**Your task**
Please transcribe the eLife forum thread word for word, starting with "And welcome to" and going on through "land line though.".

# Is Etisalat eLife Available in Jumeirah?



## Gavtek (Aug 23, 2009)

I'm moving to a place in Jumeirah 2 in the next couple of weeks and I'm trying to research which TV/Internet package I can get. I'm presuming I'll need to use Etisalat rather than Du. This eLife package they've got looks exactly what I'm after but unsure if the following relates to this area or not?



> eLife is immediately available to Fiber-qualified residential addresses.


If not, what other options do I have?


----------



## Elphaba (Jan 24, 2008)

Gavtek said:


> I'm moving to a place in Jumeirah 2 in the next couple of weeks and I'm trying to research which TV/Internet package I can get. I'm presuming I'll need to use Etisalat rather than Du. This eLife package they've got looks exactly what I'm after but unsure if the following relates to this area or not?
> 
> If not, what other options do I have?



Only Etisalat services Humeirah & Umm Sequim. Apparently some areas have the new fibre cables, but not all. I believe we're scheduled to get it early next year (in Umm Sequim 1) , so best to call Etisalat & ask about your street/area.

And welcome to the nicest part of town. :clap2:
-


----------



## Mr Rossi (May 16, 2009)

No eLife in Jumeriah 1, though it took me about 2 months and 20 phone calls to find this out. There is standard broadband through the land line though.


----------



## Gavtek (Aug 23, 2009)

If it's not available, does the TV work like the DU I've got right now where I plug the set-top box into the phone line socket and I have all the channels or do I need to faff about with satellite dishes and the like? 

The last tenant had more satellite dishes than NASA from the looks of it, don't fancy that.


----------



## Elphaba (Jan 24, 2008)

Gavtek said:


> If it's not available, does the TV work like the DU I've got right now where I plug the set-top box into the phone line socket and I have all the channels or do I need to faff about with satellite dishes and the like?
> 
> The last tenant had more satellite dishes than NASA from the looks of it, don't fancy that.

**Data supplied**
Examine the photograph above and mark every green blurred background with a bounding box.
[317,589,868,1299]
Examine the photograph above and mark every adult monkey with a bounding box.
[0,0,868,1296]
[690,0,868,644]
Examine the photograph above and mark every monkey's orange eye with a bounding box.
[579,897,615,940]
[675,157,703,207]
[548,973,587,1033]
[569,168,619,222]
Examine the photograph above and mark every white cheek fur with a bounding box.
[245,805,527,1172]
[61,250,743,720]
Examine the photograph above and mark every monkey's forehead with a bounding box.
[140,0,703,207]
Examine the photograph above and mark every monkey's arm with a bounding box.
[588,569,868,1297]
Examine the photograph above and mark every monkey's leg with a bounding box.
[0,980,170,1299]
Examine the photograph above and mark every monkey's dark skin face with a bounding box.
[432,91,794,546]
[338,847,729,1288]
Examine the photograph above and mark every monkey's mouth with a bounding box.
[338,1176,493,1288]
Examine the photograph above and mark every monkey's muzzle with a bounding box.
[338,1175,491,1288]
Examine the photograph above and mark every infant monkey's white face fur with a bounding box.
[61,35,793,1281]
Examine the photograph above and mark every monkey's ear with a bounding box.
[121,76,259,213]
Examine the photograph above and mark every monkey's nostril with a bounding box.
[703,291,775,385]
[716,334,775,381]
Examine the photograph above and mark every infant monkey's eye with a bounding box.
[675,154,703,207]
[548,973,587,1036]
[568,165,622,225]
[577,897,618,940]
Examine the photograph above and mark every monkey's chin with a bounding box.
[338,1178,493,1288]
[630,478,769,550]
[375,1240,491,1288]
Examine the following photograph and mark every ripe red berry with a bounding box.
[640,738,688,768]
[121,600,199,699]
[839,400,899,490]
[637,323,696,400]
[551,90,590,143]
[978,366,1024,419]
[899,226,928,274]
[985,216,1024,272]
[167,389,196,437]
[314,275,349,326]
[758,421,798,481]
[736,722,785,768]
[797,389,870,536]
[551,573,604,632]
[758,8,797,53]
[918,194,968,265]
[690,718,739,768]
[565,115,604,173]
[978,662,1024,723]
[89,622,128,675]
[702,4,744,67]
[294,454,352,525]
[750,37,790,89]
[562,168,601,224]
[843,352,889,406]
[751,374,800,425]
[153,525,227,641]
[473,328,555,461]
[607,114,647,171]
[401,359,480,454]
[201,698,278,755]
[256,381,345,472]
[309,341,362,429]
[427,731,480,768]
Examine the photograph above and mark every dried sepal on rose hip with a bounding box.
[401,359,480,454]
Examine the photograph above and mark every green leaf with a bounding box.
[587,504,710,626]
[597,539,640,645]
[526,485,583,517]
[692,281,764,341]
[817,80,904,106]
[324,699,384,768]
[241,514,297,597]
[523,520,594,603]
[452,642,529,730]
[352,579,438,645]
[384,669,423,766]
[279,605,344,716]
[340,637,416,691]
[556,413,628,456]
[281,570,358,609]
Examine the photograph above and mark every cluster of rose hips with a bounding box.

**Final result**
And welcome to the nicest part of town. :clap2:
-


----------



## Mr Rossi (May 16, 2009)

No eLife in Jumeriah 1, though it took me about 2 months and 20 phone calls to find this out. There is standard broadband through the land line though.